_任务简述 1_: 在下方清单中找出所有含有字符串“blue”的行，并将这些行逐一照原样抄录。

===============

海洋无人航行器异构编队控制技术：现状、挑战与展望

doi:10.12305/j.issn.1001-506X.2026.01.28

摘要/Abstract

摘要：

海洋无人航行器异构编队是未来海战场中关键的协同作战方式。本文综述了海洋无人航行器（unmanned marine vehicle，UMV）异构编队的概念、分类及其技术发展现状，从控制架构、控制理论和通信等方面剖析了UMV异构编队控制关键技术的研究进展和面临的主要挑战，并从基于数据驱动的智能控制、面向通信约束的组合通信与控制、构建互操作架构和智能容错控制等四方面展望了未来发展方向。

关键词: 海洋无人航行器, 异构编队, 控制策略, 通信约束

Abstract:

Heterogeneous formation of unmanned marine vehicles （UMVs） is a key cooperative operation mode in the future sea battlefield. In this paper, the concept and classification of heterogeneous formation of UMV and its current technological development are summarized, the research progress and main challenges of key technologies of UMV heterogeneous formation control from the aspects of control architectures, control theories, and communications are analyzed, and the future development direction is discussed from the aspects of intelligent control based on data-driven, communication constraints oriented combination of communication and control, building interoperability architecture, and intelligent fault-tolerant control.

===============

_任务简述 2_: 请从上面这篇关于海洋无人航行器异构编队控制的综述停止之处接着续写。

===============

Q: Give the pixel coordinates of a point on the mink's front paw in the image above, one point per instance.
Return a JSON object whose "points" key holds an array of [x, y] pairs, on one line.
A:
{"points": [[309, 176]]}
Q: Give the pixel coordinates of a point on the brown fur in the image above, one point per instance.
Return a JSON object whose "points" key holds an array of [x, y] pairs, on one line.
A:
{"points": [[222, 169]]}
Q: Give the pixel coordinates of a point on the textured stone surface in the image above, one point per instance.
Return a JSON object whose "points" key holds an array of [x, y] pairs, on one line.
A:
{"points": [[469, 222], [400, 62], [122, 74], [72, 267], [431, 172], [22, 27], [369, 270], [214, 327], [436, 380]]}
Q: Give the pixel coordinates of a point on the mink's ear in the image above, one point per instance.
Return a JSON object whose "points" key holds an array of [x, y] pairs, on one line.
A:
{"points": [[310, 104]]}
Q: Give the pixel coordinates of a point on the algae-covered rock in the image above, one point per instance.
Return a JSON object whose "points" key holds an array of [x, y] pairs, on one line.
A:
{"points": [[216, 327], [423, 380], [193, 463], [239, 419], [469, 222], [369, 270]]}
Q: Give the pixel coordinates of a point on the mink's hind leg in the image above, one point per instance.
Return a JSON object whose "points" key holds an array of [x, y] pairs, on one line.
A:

===============

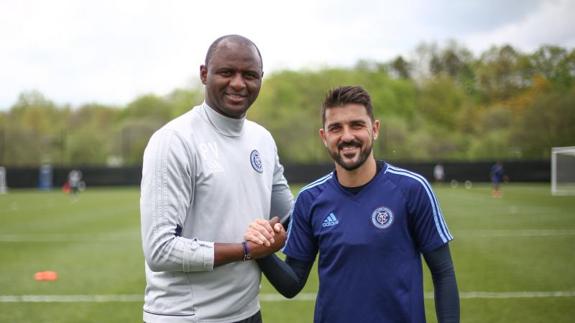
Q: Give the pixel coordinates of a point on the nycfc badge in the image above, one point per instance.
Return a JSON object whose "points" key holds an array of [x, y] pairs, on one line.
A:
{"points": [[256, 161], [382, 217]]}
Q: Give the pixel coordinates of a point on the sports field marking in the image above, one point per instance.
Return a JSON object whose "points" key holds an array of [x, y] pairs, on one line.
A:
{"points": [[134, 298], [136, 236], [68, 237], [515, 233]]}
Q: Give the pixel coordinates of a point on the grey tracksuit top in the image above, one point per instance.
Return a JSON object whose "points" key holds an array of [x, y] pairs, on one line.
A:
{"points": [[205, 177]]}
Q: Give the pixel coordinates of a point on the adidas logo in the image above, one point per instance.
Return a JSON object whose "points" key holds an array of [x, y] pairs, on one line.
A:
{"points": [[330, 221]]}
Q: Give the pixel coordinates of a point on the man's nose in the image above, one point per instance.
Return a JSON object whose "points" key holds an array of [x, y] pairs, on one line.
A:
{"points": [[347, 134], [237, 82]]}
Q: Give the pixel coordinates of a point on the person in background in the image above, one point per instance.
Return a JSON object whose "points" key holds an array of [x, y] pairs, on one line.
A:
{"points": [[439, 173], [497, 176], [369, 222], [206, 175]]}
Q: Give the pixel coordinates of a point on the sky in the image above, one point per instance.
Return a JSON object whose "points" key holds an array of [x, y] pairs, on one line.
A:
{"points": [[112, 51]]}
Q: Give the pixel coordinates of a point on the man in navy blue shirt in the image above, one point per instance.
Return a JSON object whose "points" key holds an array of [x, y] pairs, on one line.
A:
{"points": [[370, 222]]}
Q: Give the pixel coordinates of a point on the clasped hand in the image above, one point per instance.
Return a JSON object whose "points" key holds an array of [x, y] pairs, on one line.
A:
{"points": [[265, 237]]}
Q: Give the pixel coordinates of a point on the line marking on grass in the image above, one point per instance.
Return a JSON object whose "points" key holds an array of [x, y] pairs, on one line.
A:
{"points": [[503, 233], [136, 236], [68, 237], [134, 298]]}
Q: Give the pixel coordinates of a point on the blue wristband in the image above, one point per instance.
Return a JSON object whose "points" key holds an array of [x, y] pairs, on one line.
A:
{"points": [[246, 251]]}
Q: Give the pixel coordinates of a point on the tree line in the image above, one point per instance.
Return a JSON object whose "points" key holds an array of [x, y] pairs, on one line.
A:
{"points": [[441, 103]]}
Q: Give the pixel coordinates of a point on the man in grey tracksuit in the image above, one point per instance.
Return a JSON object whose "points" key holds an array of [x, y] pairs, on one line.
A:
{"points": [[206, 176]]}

===============

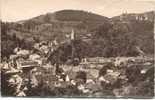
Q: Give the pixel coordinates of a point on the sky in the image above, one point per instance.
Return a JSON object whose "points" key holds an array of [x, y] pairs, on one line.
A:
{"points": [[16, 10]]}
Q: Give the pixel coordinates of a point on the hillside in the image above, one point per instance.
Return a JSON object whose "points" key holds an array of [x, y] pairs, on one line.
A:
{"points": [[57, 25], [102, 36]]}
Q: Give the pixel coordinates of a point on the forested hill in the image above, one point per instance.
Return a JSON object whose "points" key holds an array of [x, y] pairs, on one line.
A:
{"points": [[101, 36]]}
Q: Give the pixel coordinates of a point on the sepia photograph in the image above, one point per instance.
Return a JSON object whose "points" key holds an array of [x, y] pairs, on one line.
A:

===============

_书面回答 1_:
Q: Give the pixel coordinates of a point on the man in navy blue shirt in the image above, one point per instance.
Q: Give the pixel coordinates of a point on the blue wristband in the image above, one point per instance.

_书面回答 2_:
Key words: unmanned marine vehicle, heterogeneous formation, control strategy, communication constraints

中图分类号:

李文魁, 张雅雯, 徐务农, 杨裕浩, 金培森, 单晨阳. 海洋无人航行器异构编队控制技术：现状、挑战与展望[J]. 系统工程与电子技术, 2026, 48(1): 312-330.

Wenkui LI, Yawen ZHANG, Wunong XU, Yuhao YANG, Peisen JIN, Chenyang SHAN. Heterogeneous formation control technology for unmanned marine vehicles: current status, challenges and perspectives[J]. Systems Engineering and Electronics, 2026, 48(1): 312-330.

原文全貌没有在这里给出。